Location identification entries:
╔══
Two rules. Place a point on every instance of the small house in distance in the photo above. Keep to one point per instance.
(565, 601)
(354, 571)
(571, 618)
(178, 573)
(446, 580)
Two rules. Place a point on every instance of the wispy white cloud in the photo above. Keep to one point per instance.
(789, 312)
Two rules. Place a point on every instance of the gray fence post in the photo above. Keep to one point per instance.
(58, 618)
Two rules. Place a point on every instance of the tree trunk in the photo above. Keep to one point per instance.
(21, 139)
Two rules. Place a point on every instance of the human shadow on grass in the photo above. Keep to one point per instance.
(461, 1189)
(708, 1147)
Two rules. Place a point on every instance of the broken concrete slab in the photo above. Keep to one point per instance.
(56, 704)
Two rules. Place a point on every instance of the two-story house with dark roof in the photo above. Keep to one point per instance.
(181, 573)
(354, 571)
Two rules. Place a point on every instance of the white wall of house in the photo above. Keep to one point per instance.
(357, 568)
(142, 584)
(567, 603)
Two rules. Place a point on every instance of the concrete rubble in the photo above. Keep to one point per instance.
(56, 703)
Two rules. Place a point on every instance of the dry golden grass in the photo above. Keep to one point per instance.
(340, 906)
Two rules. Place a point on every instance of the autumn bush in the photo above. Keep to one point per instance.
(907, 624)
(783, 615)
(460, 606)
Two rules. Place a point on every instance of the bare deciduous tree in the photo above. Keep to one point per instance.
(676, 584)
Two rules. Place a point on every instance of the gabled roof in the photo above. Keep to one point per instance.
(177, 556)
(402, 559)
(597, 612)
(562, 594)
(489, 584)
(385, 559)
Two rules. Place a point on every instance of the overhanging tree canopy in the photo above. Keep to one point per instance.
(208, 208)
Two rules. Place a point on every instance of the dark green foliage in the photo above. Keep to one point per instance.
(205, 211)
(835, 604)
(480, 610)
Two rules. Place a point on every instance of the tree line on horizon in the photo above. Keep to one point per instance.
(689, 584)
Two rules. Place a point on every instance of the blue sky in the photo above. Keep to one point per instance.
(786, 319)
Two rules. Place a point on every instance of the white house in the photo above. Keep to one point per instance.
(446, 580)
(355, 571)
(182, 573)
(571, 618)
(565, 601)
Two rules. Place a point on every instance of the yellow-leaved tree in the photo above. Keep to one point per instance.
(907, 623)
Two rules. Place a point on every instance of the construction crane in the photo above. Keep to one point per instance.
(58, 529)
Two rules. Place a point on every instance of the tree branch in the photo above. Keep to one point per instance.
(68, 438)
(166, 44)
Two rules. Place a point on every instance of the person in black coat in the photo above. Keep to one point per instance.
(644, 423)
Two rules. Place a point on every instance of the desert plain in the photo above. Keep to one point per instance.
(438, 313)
╚══
**Directive:** Copy all of the material above word for word, from the first line to the last.

**Complete answer:**
Two rules. Place a point on every instance of the small house in distance in the photo above. Keep to one point per instance.
(565, 601)
(354, 571)
(571, 618)
(178, 573)
(446, 580)
Two rules. Place a point on every instance of the wispy white cloud in the photo above. Keep to one point per instance.
(789, 312)
Two rules. Place a point on every instance of the gray fence post in the photo above. Keep to one point per instance.
(58, 618)
Two rules. Place a point on every instance of the tree trunk in the photo above. Keep to one point per instance.
(21, 139)
Two rules. Place a point on every instance of the human shadow on grass in the photo above. Keep to one point per instance.
(461, 1189)
(708, 1147)
Two rules. Place a point on every instance of the broken concrete slab in the photo above. Keep to one point per instance.
(56, 704)
Two rules. Place a point on every instance of the two-story house with dark roof in the photo above. Keep to one point per instance.
(181, 573)
(354, 571)
Two rules. Place a point on every instance of the white wall of house in the photo above. Keep to one point per instance.
(357, 568)
(142, 584)
(567, 603)
Two rules. Place a point on every instance of the concrete rubble in the photo above. Keep to one point per instance.
(56, 703)
Two rules. Place a point on every instance of the dry golden grass in the photo above. Keep to one point per instance.
(340, 906)
Two rules. Place a point on every instance of the autumn bush in the photo above. Keep to one point per instance.
(907, 624)
(783, 615)
(460, 606)
Two rules. Place a point on every instance of the bare deciduous tree in the photo above. Keep to one point per instance.
(676, 584)
Two rules. Place a point on every instance of the gabled roof in the photo above. Keep to one point per instance.
(177, 556)
(402, 559)
(597, 612)
(562, 594)
(489, 584)
(385, 559)
Two rules. Place a point on every instance of the overhanging tree canopy in the photo above. Keep to one point per instance.
(208, 208)
Two rules. Place a point on every instance of the dark green foliage in the photo above. Keep to one point per instance.
(205, 211)
(835, 604)
(480, 610)
Two rules. Place a point on every instance of the tree line on horizon in the photo above. Keep to one point per instance.
(689, 584)
Two rules. Place a point on every instance of the blue sky in the photo above. Keep to one point per instance.
(786, 319)
Two rules. Place a point on every instance of the white house in the photo above. Keep to one point per instance.
(446, 580)
(355, 571)
(182, 573)
(571, 618)
(565, 601)
Two rules. Place a point on every instance of the yellow-leaved tree in the photo above. Keep to one point per instance.
(907, 623)
Two rules. Place a point on every instance of the construction crane in the photo above. Keep to one point per instance.
(58, 529)
Two rules. Place a point on every instance of the tree branch in the photo above. Keep to one point per instance.
(68, 438)
(166, 44)
Two rules. Place a point on every instance of the person in black coat in the photo above. Keep to one point per instance.
(644, 423)
Two rules. Place a point on every instance of the desert plain in the photo above. Keep to one point per instance.
(438, 313)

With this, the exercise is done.